* **Prompt**:
In your reply, reproduce every line of the data without any alteration.
::::
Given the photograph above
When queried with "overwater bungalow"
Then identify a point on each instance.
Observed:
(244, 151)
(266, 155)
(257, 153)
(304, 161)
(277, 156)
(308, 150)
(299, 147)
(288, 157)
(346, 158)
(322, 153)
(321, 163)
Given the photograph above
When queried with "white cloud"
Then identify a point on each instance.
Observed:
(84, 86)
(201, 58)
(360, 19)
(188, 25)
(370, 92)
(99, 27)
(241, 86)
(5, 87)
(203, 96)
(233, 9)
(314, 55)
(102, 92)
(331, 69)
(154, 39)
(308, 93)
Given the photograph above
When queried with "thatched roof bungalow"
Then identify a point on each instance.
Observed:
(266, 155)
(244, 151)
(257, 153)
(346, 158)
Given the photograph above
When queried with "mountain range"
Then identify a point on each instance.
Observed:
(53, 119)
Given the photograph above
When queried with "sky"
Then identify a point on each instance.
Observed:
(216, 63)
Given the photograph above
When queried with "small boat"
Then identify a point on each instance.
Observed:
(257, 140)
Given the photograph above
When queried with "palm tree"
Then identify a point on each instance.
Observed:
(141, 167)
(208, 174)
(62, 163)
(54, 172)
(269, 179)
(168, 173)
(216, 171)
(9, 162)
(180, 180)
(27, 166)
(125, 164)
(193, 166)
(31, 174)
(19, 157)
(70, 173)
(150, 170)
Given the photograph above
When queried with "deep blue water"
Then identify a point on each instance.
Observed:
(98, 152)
::::
* **Completed task**:
Given the photograph above
When queried with "overwater bungalow"
Then identify a point on each instance.
Observed:
(244, 151)
(266, 155)
(257, 153)
(304, 161)
(277, 156)
(308, 150)
(299, 147)
(288, 157)
(346, 158)
(322, 153)
(321, 163)
Given the photograph above
When queried with "white cloud"
Then identify a point on each instance.
Observed:
(84, 86)
(201, 58)
(360, 19)
(188, 25)
(370, 92)
(99, 27)
(241, 86)
(5, 87)
(203, 96)
(233, 9)
(314, 55)
(102, 92)
(331, 69)
(154, 39)
(308, 93)
Given the photograph above
When queried with "thatched roof bungalow"
Then identify a point on each instance.
Observed:
(266, 155)
(244, 151)
(257, 153)
(346, 158)
Given the photograph above
When queried with "mountain range"
Then identify a point on each instance.
Observed:
(53, 119)
Given the photograph above
When queried with "sky"
Then identify a point on each instance.
Observed:
(216, 63)
Given the photograph above
When queried with "small boat"
Then identify a point on each instance.
Observed:
(257, 140)
Given the photograph above
When queried with "palm tree"
Then identify a point on each instance.
Observed:
(141, 167)
(208, 174)
(62, 163)
(54, 172)
(269, 179)
(168, 173)
(216, 171)
(9, 162)
(180, 180)
(27, 166)
(125, 164)
(193, 166)
(31, 174)
(19, 157)
(70, 173)
(150, 170)
Given the photograph above
When queried with "deep blue water"
Then identify a point on each instance.
Observed:
(98, 152)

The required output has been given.